[Dataset entries]
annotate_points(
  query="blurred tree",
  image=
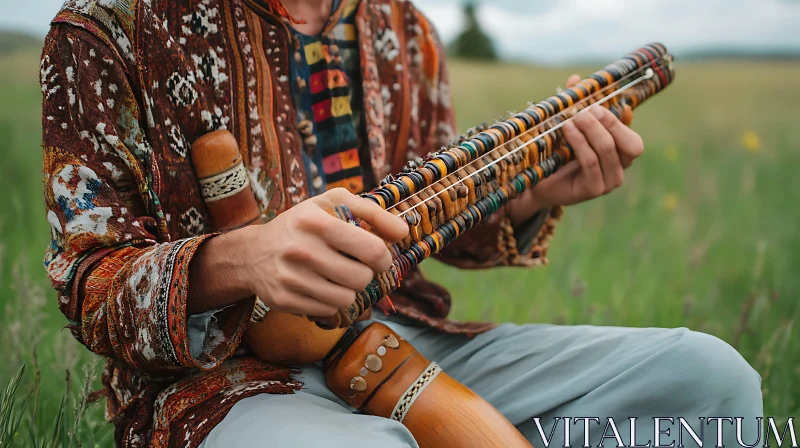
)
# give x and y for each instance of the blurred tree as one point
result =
(473, 43)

*WORK TASK*
Exactly as they stand, set down all of the entries above, minus every picture.

*YOUR RESPONSE*
annotate_points(
  query="blurred tree",
  image=
)
# give x and y for each instance of the blurred tree as one point
result =
(473, 43)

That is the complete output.